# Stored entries
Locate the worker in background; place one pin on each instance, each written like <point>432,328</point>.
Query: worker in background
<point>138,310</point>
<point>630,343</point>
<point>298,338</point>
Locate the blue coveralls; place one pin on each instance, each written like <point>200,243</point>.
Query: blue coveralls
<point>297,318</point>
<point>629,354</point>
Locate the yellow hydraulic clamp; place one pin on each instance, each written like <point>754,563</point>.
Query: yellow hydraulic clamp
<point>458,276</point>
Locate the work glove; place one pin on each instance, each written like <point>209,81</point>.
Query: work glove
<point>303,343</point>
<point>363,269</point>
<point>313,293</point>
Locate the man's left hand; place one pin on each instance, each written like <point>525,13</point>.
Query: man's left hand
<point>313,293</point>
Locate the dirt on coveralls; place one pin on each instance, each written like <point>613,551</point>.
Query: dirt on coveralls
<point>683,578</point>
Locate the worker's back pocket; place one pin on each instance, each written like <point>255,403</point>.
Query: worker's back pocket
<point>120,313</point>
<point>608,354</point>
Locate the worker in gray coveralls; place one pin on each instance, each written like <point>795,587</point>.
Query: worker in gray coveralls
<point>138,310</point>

# Stated goal
Output every entry as a two-column CSV with the columns entry_text and answer. Use one row per entry, and put its text and its answer each in a single quoted field with line breaks replaced by spaces.

# Output for this exercise
entry_text,answer
"Locate the worker in background; place one pin on each instance, each written like <point>432,328</point>. Query: worker in background","<point>138,310</point> <point>630,343</point> <point>298,338</point>"
"Locate the blue coveralls; place one pin on each instance, each written like <point>200,243</point>. Query: blue coveralls","<point>297,318</point> <point>629,354</point>"
"Locate the yellow hydraulic clamp; place one pin on each instance, each written like <point>754,563</point>. Query: yellow hydraulic clamp","<point>458,276</point>"
"Locate the work glove; place one pin on each instance, each written like <point>209,81</point>. Query: work glove","<point>303,343</point> <point>363,269</point> <point>313,293</point>"
"Locate the man's left hand; place one pin on each instance, each written like <point>525,13</point>. Query: man's left hand","<point>313,293</point>"
"Locate the dirt on coveralls; place one pin on each instance, each written like <point>613,551</point>. Query: dirt on coveralls","<point>683,578</point>"
"Locate the worker's back pocket; place one pin on each instance, each written like <point>255,403</point>. Query: worker's back pocket","<point>120,313</point> <point>608,354</point>"
"Locate the worker in gray coveralls; place one pin on each instance, each written like <point>795,587</point>. Query: worker in gray coveralls","<point>138,310</point>"